* _Entries supplied_
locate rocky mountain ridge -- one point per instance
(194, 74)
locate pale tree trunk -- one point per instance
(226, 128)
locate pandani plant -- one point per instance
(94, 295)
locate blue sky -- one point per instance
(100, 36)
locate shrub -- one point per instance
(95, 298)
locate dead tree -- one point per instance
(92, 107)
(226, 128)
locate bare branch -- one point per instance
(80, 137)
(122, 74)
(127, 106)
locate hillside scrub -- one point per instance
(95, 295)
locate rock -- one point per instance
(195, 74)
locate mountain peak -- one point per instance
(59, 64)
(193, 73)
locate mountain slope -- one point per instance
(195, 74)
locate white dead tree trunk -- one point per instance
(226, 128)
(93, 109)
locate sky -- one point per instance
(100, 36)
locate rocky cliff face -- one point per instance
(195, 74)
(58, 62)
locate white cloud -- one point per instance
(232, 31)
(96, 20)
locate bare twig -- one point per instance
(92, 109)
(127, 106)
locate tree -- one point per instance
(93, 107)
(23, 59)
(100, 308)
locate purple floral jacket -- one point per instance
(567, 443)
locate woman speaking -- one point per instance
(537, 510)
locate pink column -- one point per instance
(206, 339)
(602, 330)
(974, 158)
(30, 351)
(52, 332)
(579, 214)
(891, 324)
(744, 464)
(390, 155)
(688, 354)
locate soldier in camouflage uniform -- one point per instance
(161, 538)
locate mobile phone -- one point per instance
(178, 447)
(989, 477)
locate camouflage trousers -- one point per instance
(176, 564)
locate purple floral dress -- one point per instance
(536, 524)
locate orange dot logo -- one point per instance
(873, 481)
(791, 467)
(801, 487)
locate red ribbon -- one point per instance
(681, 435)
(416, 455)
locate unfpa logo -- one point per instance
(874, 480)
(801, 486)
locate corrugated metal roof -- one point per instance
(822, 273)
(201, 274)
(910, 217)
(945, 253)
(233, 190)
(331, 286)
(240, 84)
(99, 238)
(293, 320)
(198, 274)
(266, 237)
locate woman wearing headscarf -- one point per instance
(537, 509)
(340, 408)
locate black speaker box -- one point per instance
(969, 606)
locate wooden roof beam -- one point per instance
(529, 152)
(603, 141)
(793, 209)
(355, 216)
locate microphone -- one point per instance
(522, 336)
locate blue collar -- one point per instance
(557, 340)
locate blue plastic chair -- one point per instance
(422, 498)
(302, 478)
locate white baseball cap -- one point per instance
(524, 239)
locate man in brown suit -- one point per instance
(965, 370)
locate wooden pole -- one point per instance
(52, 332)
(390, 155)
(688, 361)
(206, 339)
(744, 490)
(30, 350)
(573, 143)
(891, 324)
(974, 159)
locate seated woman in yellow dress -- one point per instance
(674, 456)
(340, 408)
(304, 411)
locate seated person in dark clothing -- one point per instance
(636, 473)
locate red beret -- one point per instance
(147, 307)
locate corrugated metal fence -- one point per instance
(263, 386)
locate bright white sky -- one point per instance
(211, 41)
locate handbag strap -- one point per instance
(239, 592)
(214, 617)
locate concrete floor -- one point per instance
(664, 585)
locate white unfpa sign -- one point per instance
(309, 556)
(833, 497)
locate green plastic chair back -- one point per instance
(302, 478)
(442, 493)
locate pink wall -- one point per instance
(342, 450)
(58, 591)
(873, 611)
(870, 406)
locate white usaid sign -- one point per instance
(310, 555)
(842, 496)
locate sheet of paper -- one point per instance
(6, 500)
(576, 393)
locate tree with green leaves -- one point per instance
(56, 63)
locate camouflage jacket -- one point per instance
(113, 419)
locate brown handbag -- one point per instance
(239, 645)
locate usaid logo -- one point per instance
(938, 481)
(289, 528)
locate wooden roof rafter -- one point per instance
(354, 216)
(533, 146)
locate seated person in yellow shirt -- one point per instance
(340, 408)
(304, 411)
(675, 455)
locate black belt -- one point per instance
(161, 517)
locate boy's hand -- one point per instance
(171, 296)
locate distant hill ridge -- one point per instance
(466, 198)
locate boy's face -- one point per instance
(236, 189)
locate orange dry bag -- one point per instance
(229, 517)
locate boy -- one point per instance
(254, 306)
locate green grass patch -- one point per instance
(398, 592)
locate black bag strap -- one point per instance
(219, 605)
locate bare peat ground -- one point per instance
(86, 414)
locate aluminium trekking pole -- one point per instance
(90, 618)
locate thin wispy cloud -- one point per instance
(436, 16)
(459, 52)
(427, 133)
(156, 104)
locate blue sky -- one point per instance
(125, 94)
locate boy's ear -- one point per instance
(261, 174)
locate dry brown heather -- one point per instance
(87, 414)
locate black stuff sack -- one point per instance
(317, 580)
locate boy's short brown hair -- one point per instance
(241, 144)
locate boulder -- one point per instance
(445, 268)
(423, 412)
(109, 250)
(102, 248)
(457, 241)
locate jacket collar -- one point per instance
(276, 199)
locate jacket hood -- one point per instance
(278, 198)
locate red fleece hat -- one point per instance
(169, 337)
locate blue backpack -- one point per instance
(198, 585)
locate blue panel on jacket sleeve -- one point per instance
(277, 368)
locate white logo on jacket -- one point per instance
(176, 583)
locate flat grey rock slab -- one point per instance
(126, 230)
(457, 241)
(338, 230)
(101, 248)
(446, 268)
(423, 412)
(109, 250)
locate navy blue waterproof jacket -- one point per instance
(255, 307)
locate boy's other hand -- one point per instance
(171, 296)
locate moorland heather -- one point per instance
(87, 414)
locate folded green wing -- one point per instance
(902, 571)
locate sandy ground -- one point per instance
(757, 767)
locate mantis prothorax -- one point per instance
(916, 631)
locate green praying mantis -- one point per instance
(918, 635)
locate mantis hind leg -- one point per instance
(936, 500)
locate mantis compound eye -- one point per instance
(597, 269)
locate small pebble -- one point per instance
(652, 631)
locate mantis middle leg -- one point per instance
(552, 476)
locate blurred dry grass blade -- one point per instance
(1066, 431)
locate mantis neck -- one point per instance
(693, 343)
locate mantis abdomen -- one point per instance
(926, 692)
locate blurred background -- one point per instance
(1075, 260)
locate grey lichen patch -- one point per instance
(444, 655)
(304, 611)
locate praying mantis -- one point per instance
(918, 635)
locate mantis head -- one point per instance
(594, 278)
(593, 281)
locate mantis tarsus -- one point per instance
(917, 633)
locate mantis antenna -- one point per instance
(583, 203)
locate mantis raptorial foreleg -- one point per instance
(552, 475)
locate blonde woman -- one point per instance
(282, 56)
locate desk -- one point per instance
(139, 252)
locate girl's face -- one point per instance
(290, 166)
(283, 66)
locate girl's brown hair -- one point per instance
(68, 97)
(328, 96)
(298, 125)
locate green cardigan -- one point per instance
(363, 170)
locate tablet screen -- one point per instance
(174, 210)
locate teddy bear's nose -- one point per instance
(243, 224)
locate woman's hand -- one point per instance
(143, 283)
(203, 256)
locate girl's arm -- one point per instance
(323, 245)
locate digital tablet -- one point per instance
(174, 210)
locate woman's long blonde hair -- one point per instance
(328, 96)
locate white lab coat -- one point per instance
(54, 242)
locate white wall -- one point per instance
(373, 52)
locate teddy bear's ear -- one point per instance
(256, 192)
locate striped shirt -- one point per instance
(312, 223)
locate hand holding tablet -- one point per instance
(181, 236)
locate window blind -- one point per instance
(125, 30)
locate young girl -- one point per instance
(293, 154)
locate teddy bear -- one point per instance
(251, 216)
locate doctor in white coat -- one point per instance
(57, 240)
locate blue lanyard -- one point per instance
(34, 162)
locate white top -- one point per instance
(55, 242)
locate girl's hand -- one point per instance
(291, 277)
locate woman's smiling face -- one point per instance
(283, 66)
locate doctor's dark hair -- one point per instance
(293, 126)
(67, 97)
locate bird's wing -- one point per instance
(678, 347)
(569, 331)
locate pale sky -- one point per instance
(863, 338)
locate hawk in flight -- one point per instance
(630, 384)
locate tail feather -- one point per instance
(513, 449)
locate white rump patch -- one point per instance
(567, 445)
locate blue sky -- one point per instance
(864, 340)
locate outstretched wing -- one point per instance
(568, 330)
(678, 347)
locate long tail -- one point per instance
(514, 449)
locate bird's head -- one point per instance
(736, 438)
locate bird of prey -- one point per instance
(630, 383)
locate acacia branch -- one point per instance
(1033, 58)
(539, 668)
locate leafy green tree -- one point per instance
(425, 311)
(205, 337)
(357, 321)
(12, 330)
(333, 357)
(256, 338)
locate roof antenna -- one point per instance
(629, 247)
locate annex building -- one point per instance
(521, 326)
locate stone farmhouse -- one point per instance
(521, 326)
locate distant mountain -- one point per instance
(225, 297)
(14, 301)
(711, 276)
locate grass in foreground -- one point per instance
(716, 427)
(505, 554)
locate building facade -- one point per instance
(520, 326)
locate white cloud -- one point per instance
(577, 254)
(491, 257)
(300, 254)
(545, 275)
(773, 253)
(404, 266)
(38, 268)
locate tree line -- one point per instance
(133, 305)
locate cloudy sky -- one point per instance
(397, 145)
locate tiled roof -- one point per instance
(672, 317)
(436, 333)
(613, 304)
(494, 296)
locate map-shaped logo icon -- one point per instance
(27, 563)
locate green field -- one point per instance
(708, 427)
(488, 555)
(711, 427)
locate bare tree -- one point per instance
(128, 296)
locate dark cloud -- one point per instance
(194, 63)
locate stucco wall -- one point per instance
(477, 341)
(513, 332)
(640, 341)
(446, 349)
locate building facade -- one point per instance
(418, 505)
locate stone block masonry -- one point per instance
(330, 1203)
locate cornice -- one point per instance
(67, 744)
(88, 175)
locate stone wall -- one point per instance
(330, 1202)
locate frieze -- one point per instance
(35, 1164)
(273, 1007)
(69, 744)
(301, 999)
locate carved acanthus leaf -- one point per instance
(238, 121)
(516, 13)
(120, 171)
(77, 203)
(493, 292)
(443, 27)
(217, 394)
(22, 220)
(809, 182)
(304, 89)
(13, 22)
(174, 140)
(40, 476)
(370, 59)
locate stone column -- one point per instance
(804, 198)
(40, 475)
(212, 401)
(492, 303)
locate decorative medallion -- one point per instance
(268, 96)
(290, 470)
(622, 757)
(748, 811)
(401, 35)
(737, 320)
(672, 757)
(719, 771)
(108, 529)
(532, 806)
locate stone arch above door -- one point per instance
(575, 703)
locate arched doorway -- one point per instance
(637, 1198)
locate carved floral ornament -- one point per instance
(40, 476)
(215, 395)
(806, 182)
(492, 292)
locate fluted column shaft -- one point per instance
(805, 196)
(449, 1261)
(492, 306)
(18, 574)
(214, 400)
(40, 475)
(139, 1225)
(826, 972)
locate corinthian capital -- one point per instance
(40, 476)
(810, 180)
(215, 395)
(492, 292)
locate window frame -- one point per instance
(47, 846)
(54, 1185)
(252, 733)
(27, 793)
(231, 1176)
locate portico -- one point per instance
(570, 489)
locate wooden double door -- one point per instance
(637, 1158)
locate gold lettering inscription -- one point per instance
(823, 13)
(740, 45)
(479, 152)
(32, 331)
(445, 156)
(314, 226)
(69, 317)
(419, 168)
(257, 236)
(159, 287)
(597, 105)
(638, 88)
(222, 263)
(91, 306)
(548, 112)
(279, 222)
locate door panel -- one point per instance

* _Problem statement_
Starting at the line containing "locate small pebble -- one point per instance" and ending at the line containing "(1075, 260)", reproduce only those lines of the records with the requests as they are. Scale every point coordinate by 1.15 and round each result to a whole number, with halves rounded up.

* _Exercise solution_
locate small pebble -- one point per instance
(750, 726)
locate mantis middle leg -- one point per instance
(635, 547)
locate blurred dry grass blade -- one point per instance
(1226, 496)
locate mantis neck -- one point per instance
(797, 394)
locate mantis abdomen -- one point per instance
(1065, 796)
locate blurred background -- one point per instance
(1236, 299)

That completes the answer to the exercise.